→ **Trecho selecionado**:
________________________
Humor zombeteiro da Burralheira

Espetáculo é dirigido por Henrique Celibi.

Flavio Andrade (Príncipe) e Filipe Enndrio (Burralheira) no espetáculo dirigido por Henrique Celibi

A “gréia” pernambucana brota de farrapos de orgulho e de deboche crítico. O povo das terras João Cabral e de Chico Science tem a mania de achar defeito. E aponta, mete o dedo na ferida. Mas com humor. Um humor zombeteiro, é verdade. Essa galhofa, que chega a níveis extremos e imprevisíveis, é muito apreciada nas artes. No cinema faz o maior sucesso. E no teatro é defendida por alguns. Entre eles o autor, diretor e ator Henrique Celibi, que criou uma Cinderela suburbana, da periferia do Recife, gay e que vai à luta pelo bofe magia. Ela aprendeu “a dar o truque” na família exploradora, com a ajuda da fada-madrinha.

Há muitas versões da história da Gata Borralheira. Dizem que são mais de 700 e tem até apontamentos para 850 a.C. Não fui tão a fundo.

A bicha borralheira, a variante de Celibi foi erguida em 1985, para ocupar os intervalos dos habituais shows de dublagem que ocorriam na extinta boate Misty, na rua das Ninfas, no bairro da Boa Vista. Depois ganhou os palcos com a Trupe do Barulho, já com o título de Cinderela, a estória que sua mãe não contou. E se transformou no maior sucesso recifense de bilheteria da década de 1990.

Para celebrar 31 anos do texto original, Celibi e seu grupo fizeram uma meteórica temporada de A Bicha Burralheira, a estória que sua mãe não contou, em abril, no Teatro Hermilo Borba Filho. Ficou pouco tempo por escassez de pauta nos teatros municipais.
________________________
(Registros extraídos)

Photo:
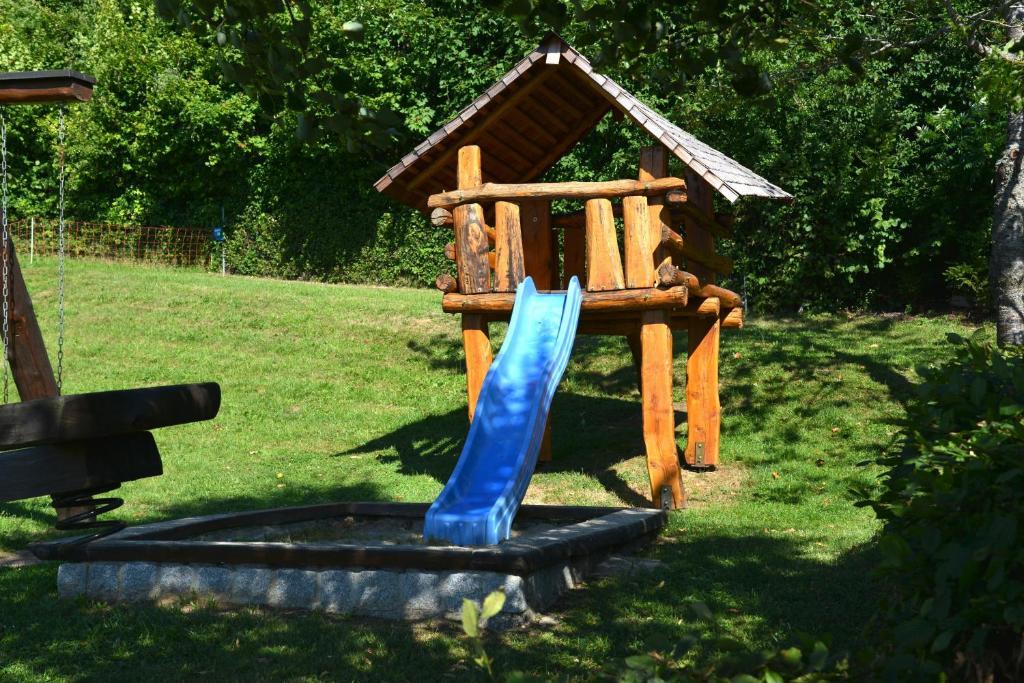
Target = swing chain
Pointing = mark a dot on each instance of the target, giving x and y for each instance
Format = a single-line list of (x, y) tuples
[(6, 258), (60, 252)]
________________________
→ **Tarefa do exercício**: Segundo o trecho selecionado, em que teatro foi realizada a temporada de abril que celebrou os 31 anos do texto original? Use somente o trecho como fonte.

→ **Resposta esperada**: No Teatro Hermilo Borba Filho.